- Exercise -
From the line containing "Task: Q: Indicate the street" through the last line of the data, return those lines exactly as written and nothing more.

— Start Data provided —

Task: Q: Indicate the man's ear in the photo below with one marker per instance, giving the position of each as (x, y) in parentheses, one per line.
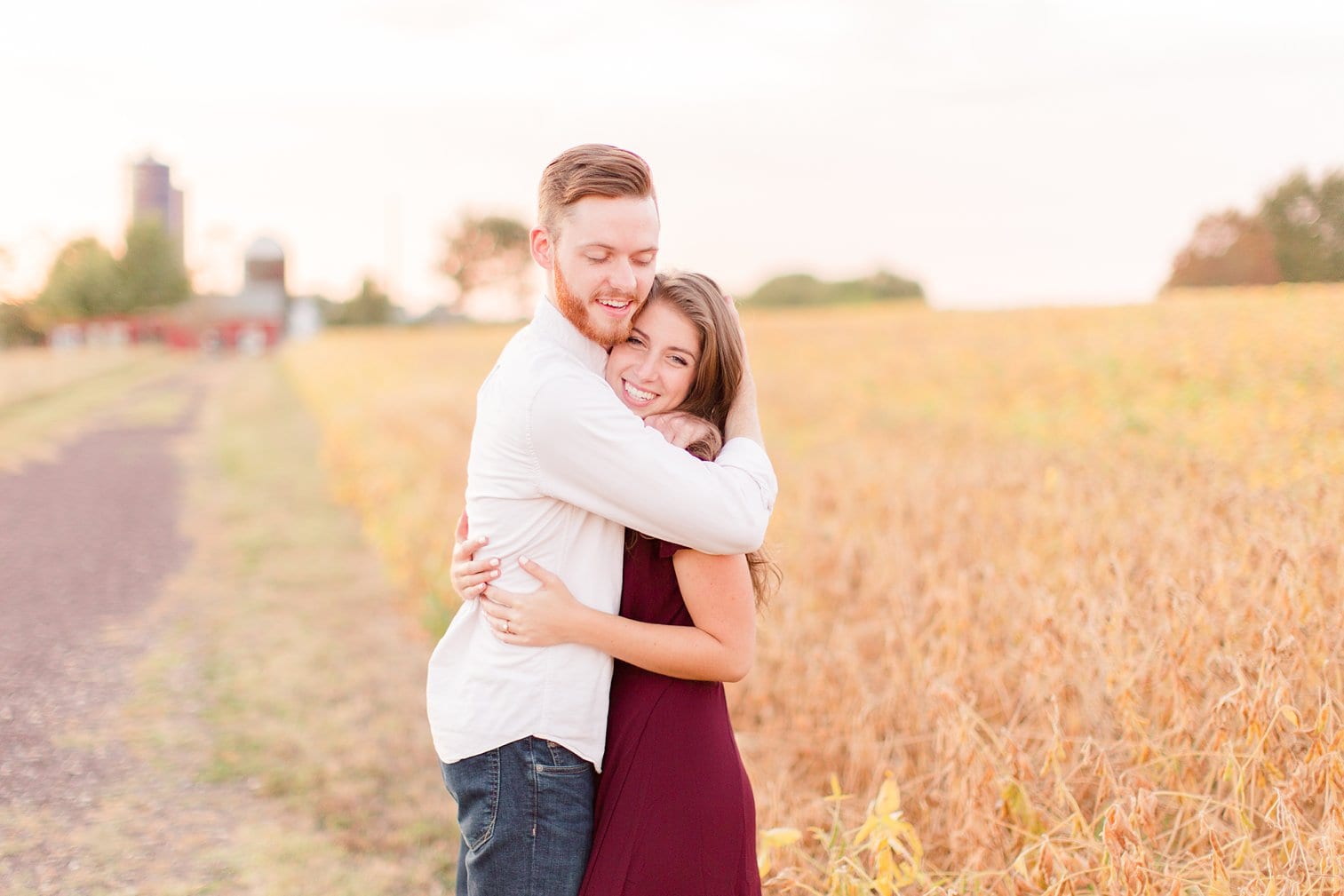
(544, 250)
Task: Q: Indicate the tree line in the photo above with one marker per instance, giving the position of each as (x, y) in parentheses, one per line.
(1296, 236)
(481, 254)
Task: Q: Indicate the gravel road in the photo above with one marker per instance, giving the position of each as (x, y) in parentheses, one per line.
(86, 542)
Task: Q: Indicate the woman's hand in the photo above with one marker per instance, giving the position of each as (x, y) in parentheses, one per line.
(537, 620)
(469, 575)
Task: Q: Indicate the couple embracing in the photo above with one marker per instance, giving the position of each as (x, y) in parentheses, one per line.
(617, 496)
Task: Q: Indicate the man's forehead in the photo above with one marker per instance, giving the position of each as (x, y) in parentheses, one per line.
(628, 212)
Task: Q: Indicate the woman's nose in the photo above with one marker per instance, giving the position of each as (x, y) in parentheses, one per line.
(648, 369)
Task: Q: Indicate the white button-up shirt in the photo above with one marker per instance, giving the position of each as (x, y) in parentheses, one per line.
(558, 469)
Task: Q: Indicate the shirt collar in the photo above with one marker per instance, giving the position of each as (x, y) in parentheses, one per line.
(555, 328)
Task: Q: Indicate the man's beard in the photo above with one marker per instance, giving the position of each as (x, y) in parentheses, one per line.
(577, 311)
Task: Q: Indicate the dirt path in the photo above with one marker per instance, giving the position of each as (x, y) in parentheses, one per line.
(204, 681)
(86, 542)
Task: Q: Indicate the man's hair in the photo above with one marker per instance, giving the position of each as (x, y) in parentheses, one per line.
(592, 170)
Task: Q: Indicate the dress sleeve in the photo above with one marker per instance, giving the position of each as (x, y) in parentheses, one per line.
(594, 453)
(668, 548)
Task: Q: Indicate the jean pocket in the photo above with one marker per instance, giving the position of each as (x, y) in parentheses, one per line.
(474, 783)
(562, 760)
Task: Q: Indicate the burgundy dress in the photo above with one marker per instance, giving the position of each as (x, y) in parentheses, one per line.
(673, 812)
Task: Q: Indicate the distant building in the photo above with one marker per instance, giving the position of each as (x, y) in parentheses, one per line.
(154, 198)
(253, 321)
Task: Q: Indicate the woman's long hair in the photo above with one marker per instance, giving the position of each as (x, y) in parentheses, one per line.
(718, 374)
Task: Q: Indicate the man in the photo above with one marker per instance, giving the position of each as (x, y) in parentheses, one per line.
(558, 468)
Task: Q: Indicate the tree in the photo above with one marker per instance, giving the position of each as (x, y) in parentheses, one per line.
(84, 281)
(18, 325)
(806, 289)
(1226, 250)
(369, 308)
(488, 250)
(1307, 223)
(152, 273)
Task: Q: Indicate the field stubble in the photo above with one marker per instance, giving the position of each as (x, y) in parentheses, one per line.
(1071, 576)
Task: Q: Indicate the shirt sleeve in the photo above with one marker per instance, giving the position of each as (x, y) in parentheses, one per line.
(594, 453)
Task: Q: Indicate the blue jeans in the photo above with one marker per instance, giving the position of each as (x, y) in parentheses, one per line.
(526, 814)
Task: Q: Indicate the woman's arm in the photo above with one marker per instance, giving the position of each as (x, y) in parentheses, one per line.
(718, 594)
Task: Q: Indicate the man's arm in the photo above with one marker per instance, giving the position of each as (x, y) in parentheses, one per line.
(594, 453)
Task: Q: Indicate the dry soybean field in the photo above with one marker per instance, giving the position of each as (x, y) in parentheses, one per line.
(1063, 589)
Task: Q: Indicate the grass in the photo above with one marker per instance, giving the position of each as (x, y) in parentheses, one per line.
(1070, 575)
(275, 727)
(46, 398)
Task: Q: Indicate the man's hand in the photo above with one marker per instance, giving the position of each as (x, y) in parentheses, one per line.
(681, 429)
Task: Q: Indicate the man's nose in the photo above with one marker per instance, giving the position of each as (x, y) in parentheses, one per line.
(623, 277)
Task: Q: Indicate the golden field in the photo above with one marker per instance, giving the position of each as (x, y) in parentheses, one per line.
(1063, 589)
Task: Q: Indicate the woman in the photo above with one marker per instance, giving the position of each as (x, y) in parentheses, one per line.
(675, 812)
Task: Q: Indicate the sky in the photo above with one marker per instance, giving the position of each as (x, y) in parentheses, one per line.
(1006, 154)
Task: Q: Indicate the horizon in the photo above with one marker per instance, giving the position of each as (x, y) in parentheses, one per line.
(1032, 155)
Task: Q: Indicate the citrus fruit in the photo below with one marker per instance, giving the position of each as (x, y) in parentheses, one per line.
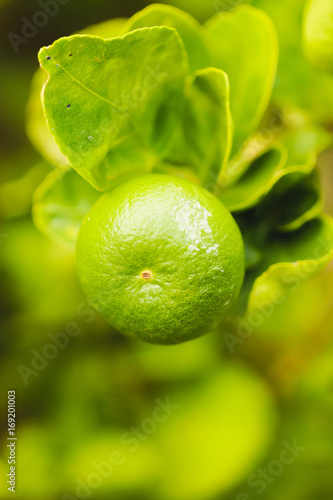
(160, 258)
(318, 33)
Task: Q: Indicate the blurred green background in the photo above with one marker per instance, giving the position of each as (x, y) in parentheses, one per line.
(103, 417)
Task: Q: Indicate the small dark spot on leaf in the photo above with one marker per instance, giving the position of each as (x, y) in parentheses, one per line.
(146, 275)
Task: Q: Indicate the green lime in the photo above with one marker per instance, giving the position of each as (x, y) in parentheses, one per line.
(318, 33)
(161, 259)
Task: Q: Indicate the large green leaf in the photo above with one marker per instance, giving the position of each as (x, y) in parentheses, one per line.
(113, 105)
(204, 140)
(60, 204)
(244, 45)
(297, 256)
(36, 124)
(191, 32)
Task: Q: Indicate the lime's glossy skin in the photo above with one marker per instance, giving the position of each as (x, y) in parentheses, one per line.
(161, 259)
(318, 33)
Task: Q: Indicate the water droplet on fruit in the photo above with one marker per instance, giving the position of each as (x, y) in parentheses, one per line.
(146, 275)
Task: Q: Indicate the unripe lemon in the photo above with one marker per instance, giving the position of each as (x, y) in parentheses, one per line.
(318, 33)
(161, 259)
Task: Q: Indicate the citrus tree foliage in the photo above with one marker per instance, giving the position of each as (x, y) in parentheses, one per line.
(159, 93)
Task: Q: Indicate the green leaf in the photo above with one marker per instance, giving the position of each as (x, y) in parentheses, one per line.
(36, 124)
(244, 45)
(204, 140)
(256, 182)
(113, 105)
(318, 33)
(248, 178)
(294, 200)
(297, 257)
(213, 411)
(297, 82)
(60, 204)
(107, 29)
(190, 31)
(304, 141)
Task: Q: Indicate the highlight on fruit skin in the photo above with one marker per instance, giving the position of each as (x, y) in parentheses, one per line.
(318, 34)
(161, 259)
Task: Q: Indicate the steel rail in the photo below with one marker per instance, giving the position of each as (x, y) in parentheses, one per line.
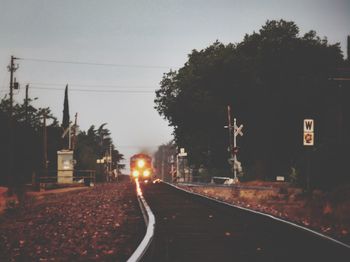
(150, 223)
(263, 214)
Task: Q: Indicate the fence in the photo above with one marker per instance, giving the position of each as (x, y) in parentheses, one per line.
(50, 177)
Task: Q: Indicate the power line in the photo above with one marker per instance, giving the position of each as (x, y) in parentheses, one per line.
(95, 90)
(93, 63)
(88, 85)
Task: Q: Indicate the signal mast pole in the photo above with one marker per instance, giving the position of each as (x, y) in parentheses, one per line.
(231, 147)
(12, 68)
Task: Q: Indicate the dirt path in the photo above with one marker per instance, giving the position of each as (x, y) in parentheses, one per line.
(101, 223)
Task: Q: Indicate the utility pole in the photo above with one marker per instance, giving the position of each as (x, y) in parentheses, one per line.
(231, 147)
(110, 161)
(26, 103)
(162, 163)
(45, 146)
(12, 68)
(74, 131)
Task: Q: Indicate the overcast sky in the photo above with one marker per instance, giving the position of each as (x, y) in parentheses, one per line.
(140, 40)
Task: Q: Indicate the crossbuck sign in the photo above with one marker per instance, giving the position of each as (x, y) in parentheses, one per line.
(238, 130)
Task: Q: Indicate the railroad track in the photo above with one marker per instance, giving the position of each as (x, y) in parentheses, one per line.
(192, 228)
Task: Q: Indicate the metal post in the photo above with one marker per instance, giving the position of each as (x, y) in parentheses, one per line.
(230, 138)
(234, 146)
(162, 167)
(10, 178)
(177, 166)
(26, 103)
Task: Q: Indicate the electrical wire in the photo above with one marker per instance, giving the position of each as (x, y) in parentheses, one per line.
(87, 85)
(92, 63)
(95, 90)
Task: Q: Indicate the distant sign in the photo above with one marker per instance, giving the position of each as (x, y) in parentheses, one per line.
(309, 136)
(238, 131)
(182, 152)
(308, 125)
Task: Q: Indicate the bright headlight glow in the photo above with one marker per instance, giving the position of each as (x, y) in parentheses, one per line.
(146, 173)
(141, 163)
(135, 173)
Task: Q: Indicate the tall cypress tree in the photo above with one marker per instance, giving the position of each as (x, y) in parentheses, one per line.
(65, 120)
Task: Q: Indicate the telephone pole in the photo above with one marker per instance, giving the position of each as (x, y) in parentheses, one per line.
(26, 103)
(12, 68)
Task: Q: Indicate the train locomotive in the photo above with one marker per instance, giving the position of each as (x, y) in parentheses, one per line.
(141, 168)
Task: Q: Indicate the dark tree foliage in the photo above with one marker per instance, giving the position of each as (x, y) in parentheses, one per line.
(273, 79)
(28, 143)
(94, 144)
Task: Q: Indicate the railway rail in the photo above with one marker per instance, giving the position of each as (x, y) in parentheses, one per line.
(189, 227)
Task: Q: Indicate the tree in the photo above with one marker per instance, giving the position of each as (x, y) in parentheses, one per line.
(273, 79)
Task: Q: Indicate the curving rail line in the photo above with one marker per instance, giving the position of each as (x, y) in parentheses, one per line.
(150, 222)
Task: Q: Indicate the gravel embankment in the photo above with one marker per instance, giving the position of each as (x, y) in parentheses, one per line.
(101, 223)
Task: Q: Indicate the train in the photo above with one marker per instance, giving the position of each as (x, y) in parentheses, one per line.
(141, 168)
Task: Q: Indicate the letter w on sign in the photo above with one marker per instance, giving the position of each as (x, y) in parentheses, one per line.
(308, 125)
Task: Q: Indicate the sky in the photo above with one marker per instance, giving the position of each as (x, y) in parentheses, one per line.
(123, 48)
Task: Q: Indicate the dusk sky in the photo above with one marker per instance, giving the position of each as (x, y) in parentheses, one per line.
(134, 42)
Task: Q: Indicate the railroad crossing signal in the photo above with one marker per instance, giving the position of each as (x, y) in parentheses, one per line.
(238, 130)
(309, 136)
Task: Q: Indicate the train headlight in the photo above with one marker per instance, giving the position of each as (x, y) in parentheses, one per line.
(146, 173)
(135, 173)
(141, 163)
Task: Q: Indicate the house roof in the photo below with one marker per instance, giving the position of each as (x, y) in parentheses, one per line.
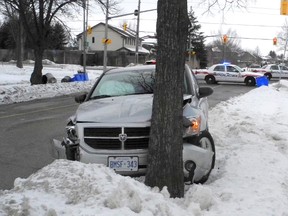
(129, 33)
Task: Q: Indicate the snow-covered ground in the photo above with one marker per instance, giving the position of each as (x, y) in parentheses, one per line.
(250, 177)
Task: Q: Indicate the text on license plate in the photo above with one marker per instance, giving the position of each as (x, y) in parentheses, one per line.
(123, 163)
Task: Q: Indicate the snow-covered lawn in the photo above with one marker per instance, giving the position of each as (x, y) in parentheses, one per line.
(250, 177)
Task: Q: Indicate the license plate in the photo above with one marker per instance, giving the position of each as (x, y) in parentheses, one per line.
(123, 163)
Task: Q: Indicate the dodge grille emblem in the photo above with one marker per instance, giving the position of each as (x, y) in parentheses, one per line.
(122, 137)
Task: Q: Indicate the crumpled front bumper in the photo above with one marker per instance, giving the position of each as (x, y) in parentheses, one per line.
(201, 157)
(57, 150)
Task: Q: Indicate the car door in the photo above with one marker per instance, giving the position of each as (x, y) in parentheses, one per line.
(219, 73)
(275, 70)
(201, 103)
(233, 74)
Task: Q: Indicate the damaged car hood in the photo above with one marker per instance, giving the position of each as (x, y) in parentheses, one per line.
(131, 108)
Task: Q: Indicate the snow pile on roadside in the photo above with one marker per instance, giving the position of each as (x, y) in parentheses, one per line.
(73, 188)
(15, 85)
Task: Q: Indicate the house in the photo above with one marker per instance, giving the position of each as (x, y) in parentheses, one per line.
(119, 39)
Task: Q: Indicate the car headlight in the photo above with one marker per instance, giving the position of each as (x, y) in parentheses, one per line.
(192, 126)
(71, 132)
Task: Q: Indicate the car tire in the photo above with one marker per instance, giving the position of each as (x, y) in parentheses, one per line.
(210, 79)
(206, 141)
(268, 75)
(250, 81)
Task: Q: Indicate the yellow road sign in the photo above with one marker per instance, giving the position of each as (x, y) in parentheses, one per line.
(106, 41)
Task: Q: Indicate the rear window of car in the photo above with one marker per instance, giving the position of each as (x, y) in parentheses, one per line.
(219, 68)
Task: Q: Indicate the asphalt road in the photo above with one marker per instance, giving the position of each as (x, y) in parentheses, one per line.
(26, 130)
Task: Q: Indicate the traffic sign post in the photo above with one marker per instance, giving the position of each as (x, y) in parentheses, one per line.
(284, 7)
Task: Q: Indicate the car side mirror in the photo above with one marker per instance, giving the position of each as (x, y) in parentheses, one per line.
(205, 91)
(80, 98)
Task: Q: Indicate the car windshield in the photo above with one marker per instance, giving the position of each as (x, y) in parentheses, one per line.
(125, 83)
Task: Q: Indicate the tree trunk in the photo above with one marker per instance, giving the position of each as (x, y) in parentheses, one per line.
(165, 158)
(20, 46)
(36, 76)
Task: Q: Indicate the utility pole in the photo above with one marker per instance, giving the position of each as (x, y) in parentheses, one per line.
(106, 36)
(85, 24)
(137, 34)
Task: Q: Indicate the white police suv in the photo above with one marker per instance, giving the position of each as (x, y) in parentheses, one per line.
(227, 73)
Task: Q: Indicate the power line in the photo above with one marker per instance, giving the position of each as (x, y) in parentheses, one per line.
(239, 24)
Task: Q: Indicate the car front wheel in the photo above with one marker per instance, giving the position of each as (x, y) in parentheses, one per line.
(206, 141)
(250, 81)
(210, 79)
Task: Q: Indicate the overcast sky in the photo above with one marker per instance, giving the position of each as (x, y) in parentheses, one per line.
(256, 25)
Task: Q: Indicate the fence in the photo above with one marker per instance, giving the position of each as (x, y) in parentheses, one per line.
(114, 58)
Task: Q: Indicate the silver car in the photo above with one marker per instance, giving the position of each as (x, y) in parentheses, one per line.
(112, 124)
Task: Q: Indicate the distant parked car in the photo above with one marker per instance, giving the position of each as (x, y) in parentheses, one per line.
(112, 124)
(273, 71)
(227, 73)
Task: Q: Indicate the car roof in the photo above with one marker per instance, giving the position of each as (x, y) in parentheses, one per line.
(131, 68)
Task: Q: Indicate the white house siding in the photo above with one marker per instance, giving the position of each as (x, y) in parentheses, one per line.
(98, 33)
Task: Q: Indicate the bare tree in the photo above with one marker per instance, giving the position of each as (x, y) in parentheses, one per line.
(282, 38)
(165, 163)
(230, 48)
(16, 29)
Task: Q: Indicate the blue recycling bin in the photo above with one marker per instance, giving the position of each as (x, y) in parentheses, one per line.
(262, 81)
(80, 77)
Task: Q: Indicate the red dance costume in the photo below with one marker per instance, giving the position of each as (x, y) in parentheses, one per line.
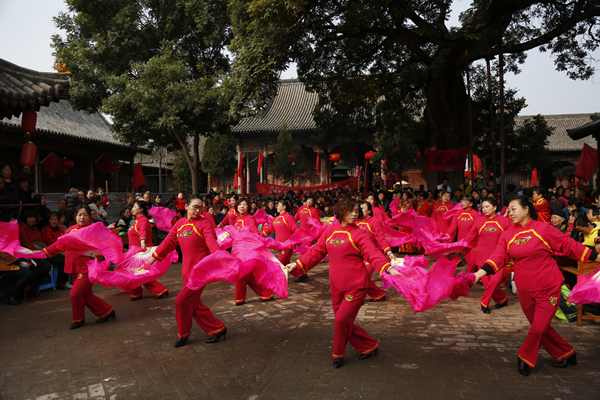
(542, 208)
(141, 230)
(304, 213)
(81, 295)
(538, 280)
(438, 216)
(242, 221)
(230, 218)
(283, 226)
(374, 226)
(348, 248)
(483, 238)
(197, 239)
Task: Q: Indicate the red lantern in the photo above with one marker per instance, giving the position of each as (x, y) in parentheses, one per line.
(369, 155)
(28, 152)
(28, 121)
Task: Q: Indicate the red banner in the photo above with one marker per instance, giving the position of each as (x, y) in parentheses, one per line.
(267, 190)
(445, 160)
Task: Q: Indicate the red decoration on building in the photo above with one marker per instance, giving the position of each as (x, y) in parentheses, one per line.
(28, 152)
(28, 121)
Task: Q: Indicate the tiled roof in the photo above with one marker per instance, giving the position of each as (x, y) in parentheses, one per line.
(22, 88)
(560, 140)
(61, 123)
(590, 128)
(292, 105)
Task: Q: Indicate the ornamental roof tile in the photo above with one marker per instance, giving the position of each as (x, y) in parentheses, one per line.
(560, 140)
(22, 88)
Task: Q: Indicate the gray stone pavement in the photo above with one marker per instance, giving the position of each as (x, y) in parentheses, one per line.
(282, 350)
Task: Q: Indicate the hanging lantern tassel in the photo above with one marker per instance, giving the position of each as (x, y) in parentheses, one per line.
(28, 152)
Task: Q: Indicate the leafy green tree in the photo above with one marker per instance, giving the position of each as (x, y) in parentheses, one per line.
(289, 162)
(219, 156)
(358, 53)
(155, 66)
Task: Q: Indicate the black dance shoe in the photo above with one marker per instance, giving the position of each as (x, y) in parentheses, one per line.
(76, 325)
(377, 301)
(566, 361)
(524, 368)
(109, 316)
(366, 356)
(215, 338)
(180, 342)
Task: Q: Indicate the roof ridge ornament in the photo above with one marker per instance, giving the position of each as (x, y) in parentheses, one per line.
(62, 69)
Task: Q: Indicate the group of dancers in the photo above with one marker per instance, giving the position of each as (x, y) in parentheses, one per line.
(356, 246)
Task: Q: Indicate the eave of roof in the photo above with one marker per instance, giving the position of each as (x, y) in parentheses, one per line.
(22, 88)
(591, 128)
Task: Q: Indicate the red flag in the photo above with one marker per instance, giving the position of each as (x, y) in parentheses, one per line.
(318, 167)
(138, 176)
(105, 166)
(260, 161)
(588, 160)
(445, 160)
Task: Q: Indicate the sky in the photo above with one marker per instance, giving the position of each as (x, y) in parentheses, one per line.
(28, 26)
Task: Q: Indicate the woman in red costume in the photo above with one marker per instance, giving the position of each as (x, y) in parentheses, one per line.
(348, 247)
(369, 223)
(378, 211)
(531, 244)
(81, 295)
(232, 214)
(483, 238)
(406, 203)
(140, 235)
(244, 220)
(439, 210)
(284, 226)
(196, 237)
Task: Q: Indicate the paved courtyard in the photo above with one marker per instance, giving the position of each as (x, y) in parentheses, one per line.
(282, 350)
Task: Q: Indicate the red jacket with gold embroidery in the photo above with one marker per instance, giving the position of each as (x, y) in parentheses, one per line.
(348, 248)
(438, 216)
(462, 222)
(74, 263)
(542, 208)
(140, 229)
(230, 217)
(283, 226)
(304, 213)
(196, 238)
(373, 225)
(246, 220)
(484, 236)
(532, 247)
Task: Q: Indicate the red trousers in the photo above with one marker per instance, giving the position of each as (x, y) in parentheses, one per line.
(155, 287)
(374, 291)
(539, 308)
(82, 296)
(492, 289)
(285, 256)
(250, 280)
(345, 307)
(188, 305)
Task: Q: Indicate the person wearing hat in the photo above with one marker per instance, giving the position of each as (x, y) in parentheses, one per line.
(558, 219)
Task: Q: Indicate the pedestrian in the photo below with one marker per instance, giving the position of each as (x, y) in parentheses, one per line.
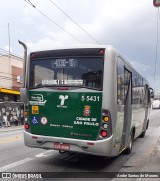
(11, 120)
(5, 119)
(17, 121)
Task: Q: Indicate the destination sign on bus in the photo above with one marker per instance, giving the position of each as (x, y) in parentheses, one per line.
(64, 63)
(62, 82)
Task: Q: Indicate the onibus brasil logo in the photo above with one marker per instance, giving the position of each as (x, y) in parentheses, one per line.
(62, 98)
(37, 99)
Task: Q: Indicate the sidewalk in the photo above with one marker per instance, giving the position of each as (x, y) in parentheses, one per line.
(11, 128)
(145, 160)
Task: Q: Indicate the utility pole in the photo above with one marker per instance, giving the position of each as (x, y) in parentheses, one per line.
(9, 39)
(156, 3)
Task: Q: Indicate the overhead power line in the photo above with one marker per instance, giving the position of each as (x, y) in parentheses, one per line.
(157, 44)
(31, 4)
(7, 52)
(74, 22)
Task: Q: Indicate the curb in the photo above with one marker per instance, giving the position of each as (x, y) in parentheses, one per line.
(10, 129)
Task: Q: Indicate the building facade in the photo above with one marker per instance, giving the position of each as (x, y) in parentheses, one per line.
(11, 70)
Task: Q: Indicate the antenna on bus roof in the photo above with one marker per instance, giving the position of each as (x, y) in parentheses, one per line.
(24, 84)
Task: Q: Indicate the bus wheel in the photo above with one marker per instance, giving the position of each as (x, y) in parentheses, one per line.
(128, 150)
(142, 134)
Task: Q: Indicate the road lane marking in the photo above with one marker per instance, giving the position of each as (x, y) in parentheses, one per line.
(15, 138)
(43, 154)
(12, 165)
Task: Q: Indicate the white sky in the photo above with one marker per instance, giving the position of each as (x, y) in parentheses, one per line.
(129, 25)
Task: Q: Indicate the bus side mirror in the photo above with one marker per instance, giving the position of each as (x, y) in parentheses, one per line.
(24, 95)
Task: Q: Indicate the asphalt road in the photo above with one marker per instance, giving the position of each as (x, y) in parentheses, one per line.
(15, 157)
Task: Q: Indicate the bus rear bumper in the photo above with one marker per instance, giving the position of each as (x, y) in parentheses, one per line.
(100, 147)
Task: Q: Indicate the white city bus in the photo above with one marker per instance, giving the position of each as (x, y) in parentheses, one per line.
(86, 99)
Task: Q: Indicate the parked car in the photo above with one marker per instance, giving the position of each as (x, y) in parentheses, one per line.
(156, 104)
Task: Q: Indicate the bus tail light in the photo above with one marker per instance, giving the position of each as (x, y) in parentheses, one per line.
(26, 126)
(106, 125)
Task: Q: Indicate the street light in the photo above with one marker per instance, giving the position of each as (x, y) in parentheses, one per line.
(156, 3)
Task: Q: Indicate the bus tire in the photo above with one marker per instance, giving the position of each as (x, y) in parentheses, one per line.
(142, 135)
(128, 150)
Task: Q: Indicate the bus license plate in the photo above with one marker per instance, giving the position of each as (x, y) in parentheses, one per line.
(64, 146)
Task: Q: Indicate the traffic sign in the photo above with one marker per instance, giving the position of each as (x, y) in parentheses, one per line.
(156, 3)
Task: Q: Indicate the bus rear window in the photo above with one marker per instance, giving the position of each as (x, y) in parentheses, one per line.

— End Data provided —

- Output of the exercise -
Task: Q: Indicate the street light in the photo above with one marker per instance, giving the position of each as (x, y) in parentheses, one per line.
(156, 3)
Task: Q: Indicate the bus tire in the photo above with one marker per instance, giving the position of each as (x, y) in parentheses, one per line.
(142, 135)
(128, 150)
Task: Q: Indicate the bus license plate in the photo above with one marker per instance, giving the position of each as (x, y) in parentheses, one per line.
(64, 146)
Task: Q: Indicate the traffic sign in the photo above with one marker per instance, giving the position of each as (x, y) in parentheses, one per line.
(156, 3)
Task: Q: Indicate the bus rear window in the photo above with one marker per instance, giving the position of each as (x, y) in parentheses, one per line.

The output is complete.